● **EXERCISES**
A – In the abstract on loneliness among Nigerian elders, what scale was used to measure loneliness?
B – Please quote the abstract on loneliness among Nigerian elders word for word, starting at "Methods/design: A household" and ending at "invariant explanatory variables.".
C – Extend the abstract on loneliness among Nigerian elders, picking up after its final sentence.

The roles of depression and social relationships in the onset and course of loneliness amongst Nigerian elders

Int J Geriatr Psychiatry. 2021 Apr;36(4):547-557. doi: 10.1002/gps.5451. Epub 2020 Oct 31.

Abstract

Objectives: Few studies in Africa have investigated the risk profile and course of loneliness in old age. This study examined the risk factors for onset and chronicity, as well as the predictors of recovery from loneliness in a large representative sample of community dwelling older Africans.

Methods/design: A household multistage probability sample of Nigerians who were 65 years or older was drawn from a geographical area with approximately 25 million population. Loneliness was measured using the 3-item University of California (UCLA) scale in 2007 and annually in 2008 and 2009. Social engagement, social network, and depression were evaluated using the WHO Composite International Diagnostic Interview. Respondents were also administered the 30-item Geriatric Depression Scale. Multivariate logistic regression models were used to explore for risk factors. Estimates of adjusted hazard ratios (HR) for recovery were derived with the discrete time version of the Cox regression model for time invariant explanatory variables.

● **DATASET RECORDS**

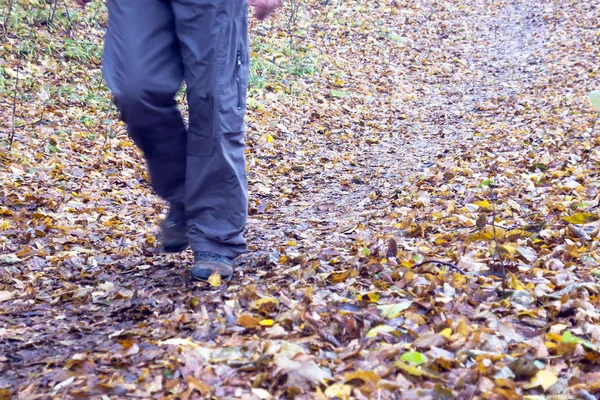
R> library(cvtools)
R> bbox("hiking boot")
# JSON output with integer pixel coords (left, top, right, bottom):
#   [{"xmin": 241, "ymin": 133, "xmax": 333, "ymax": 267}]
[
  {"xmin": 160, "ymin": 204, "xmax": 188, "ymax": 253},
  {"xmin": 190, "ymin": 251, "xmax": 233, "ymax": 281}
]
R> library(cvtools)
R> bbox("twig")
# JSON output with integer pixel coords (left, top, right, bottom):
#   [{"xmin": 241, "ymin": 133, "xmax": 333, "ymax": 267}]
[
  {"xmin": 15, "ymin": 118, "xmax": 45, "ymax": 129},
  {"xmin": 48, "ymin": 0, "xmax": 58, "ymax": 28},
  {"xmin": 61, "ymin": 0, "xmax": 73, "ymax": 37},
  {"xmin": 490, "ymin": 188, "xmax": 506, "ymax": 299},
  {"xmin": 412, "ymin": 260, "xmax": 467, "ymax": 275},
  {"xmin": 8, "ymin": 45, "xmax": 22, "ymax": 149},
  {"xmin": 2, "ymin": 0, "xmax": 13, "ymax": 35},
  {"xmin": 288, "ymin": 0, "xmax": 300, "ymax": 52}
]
==
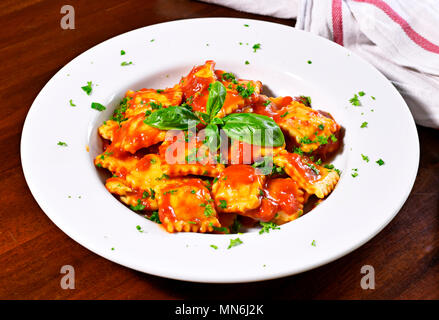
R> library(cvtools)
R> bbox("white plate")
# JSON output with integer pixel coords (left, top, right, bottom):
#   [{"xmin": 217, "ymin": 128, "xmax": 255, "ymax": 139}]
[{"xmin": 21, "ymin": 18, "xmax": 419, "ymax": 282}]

● **OUTPUTS IN ORDER**
A – The 3-item University of California (UCLA) scale.

B –
Methods/design: A household multistage probability sample of Nigerians who were 65 years or older was drawn from a geographical area with approximately 25 million population. Loneliness was measured using the 3-item University of California (UCLA) scale in 2007 and annually in 2008 and 2009. Social engagement, social network, and depression were evaluated using the WHO Composite International Diagnostic Interview. Respondents were also administered the 30-item Geriatric Depression Scale. Multivariate logistic regression models were used to explore for risk factors. Estimates of adjusted hazard ratios (HR) for recovery were derived with the discrete time version of the Cox regression model for time invariant explanatory variables.

C –
Results: Of 1704 respondents, 1525 were free of loneliness, using the UCLA scale, in 2007. A total of 209 (18.8%) persons developed new onset of loneliness in 2008 and 2009. Depression (O.R = 2.9, 95% C.I = 1.3-6.7), unmarried status (OR = 2.1, 95% C.I = 1.2-3.9) and social isolation (OR = 1.8, 95% CI = 1.0-3.2) independently predicted loneliness onset. Baseline demographic, health, social, and lifestyle factors were not associated with a chronic course of loneliness. The overall recovery rate estimated over two years was 89.5% (95% CI = 75.3-106.4). Being male (HR = 1.3, 95% C.I = 1.0-1.6), ≥80 years (HR = 1.4, 95% CI = 1.2-1.8) and having good social engagement at baseline (HR = 1.5, 95% C. = 1.1-2.0) independently predicted recovery from loneliness.

Conclusions: Over a 2-year period, nearly one in five community-dwelling Africans developed new onset loneliness in old age, with a similar proportion having a chronic course of the emotional experience. While depression and indices of social isolation at baseline were associated with onset, good social engagement predicted recovery from loneliness.

Keywords: loneliness; low- and middle-income countries; social relationships; social support.